### Input for this task
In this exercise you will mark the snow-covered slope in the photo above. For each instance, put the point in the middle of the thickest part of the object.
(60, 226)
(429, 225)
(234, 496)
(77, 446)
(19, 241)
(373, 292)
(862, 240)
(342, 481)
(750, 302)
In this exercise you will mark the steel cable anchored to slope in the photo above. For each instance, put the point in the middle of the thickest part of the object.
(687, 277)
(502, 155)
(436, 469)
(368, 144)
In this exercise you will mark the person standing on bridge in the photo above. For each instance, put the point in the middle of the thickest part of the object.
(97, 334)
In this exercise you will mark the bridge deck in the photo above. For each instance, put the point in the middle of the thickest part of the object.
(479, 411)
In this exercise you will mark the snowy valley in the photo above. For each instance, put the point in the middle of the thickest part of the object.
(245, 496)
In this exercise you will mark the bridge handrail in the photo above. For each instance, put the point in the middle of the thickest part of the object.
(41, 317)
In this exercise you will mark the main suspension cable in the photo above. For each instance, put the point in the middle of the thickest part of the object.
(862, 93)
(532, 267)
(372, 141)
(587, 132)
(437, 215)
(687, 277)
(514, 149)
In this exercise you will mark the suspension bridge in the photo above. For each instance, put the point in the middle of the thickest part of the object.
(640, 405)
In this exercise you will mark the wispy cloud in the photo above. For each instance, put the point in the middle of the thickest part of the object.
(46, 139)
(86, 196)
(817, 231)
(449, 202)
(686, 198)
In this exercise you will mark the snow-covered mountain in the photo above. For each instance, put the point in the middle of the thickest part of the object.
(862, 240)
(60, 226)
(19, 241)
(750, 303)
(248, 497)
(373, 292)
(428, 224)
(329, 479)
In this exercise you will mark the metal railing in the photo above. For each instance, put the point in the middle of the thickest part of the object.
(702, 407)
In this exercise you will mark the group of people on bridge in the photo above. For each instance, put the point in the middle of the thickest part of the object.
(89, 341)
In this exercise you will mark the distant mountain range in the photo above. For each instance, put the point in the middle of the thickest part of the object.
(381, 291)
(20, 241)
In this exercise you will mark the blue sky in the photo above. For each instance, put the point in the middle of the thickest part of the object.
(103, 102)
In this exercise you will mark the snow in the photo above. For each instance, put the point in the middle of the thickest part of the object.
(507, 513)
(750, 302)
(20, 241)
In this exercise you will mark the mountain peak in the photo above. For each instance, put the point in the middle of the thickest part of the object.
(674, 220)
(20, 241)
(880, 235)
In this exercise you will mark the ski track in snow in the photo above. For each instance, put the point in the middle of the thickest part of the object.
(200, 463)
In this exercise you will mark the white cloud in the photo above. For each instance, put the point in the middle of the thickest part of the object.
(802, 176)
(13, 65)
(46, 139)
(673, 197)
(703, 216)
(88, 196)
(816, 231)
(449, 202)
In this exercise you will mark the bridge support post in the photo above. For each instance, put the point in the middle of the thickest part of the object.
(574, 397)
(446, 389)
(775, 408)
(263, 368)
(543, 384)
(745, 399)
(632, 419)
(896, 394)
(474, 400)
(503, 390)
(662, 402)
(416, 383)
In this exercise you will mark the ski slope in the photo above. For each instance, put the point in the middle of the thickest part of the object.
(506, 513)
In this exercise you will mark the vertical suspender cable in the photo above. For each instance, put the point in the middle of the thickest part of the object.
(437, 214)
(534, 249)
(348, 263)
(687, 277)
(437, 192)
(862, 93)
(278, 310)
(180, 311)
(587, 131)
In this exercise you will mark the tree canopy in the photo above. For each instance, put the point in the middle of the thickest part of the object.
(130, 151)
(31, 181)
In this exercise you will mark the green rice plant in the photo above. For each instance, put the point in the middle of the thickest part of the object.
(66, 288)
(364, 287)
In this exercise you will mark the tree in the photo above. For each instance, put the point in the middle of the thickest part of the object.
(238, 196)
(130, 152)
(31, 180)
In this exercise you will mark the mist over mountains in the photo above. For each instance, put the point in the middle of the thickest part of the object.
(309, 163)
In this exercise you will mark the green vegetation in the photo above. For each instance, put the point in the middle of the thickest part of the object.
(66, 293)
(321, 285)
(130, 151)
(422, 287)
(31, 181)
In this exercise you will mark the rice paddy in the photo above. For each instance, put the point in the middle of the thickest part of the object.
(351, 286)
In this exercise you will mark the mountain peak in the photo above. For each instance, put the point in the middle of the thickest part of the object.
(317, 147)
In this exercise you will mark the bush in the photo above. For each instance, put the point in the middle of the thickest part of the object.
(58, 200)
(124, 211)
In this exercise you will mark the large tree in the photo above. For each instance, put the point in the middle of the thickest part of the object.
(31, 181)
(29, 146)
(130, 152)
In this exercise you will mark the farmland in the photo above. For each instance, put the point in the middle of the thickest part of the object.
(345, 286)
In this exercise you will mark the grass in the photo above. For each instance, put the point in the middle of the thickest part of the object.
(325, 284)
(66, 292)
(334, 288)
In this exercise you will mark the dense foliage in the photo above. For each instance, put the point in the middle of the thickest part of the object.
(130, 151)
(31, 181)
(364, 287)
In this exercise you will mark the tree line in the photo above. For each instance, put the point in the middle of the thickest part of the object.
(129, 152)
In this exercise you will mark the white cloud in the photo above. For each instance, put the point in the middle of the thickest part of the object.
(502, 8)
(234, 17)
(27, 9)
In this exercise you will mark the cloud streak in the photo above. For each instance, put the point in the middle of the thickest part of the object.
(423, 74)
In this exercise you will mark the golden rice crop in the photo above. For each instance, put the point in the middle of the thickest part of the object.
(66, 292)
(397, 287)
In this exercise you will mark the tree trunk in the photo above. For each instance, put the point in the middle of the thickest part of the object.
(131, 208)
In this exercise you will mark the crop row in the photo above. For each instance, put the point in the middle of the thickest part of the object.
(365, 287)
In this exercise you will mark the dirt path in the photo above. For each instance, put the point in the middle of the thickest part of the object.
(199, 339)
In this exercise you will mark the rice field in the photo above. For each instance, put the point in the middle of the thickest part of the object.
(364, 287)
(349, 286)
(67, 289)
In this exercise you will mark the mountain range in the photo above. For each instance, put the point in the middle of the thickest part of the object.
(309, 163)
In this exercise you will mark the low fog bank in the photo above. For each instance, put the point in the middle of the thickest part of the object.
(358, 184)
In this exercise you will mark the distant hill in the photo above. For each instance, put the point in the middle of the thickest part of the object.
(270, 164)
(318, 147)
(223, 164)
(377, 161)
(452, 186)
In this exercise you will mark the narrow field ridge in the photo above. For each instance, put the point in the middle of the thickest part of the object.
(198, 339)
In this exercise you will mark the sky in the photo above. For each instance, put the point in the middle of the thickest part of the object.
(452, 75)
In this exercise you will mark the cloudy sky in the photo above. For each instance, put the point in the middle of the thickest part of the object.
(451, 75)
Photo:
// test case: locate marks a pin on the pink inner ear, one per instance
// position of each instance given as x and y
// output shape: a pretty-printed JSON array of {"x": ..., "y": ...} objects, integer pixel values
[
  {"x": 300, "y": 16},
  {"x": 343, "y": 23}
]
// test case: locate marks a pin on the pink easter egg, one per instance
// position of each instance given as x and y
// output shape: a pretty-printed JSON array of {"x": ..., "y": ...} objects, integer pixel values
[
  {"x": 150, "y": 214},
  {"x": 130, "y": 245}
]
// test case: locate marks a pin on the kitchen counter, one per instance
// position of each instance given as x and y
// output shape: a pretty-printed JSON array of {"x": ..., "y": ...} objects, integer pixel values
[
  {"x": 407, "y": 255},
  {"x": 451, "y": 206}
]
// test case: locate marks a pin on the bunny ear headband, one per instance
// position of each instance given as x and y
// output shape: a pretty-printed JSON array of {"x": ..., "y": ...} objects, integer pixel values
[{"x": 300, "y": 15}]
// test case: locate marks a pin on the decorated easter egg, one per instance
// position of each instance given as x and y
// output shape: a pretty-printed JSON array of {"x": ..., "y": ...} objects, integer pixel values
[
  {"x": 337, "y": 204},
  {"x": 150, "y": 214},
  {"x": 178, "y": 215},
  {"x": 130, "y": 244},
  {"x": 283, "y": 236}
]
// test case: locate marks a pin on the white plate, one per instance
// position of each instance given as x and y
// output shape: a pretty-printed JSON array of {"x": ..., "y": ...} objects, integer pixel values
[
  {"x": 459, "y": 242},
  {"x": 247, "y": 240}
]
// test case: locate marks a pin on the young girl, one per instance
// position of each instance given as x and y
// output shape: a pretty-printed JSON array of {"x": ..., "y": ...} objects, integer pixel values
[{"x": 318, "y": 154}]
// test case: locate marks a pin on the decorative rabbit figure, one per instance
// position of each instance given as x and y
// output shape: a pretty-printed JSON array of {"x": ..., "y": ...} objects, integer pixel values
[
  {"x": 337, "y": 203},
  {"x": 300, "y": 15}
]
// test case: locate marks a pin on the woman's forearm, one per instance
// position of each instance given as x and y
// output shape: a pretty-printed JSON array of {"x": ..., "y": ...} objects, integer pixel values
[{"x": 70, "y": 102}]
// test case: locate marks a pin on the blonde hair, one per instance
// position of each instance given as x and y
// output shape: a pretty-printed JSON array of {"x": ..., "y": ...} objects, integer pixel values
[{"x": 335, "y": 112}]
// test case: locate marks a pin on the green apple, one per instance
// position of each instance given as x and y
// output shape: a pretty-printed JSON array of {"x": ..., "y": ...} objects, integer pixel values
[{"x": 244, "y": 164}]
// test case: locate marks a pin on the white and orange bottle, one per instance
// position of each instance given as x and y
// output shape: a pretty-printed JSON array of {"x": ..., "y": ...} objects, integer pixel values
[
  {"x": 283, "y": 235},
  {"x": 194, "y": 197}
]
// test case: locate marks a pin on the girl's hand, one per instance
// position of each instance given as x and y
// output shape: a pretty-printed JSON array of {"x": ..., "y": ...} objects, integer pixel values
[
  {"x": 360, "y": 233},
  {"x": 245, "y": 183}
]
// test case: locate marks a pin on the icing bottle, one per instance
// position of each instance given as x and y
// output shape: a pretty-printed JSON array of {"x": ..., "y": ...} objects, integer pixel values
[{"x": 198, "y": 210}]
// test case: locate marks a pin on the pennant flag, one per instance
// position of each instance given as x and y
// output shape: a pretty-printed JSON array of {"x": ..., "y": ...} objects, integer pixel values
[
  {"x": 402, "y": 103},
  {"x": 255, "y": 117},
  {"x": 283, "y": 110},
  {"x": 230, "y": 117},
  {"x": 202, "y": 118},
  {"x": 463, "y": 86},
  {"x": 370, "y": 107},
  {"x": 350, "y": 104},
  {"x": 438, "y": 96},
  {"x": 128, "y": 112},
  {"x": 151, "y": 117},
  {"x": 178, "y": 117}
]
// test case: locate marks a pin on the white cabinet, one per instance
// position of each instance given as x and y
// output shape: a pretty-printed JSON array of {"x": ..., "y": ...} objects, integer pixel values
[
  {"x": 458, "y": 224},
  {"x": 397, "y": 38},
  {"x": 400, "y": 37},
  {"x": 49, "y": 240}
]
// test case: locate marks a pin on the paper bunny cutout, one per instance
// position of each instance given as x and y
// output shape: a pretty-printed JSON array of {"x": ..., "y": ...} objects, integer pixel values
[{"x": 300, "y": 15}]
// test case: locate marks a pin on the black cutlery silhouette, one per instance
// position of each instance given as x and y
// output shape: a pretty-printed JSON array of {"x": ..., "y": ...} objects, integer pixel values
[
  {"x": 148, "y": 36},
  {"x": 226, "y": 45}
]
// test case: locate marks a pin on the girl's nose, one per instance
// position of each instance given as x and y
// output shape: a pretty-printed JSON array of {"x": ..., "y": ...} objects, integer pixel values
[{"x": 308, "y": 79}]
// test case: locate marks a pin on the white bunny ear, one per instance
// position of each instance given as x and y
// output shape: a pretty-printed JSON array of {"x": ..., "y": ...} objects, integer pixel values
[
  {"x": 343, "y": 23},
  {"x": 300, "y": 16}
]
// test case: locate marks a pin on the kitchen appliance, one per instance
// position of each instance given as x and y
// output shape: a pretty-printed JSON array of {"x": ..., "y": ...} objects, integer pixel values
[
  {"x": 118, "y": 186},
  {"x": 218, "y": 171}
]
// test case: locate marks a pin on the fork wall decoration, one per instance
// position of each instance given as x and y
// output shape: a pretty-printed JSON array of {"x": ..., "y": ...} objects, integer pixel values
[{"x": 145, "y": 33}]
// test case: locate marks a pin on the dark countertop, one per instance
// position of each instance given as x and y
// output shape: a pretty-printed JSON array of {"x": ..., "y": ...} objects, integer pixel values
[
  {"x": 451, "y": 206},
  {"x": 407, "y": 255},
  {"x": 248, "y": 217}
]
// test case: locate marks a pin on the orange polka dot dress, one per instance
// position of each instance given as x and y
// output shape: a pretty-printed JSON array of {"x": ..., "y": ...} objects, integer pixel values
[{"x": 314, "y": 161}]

### Exercise objective
Each line above that includes "bottle" should be shown.

### Output of the task
// test case: locate marks a pin on the white and orange bottle, one per instance
// test case: locate marks a pin on the icing bottle, one per instance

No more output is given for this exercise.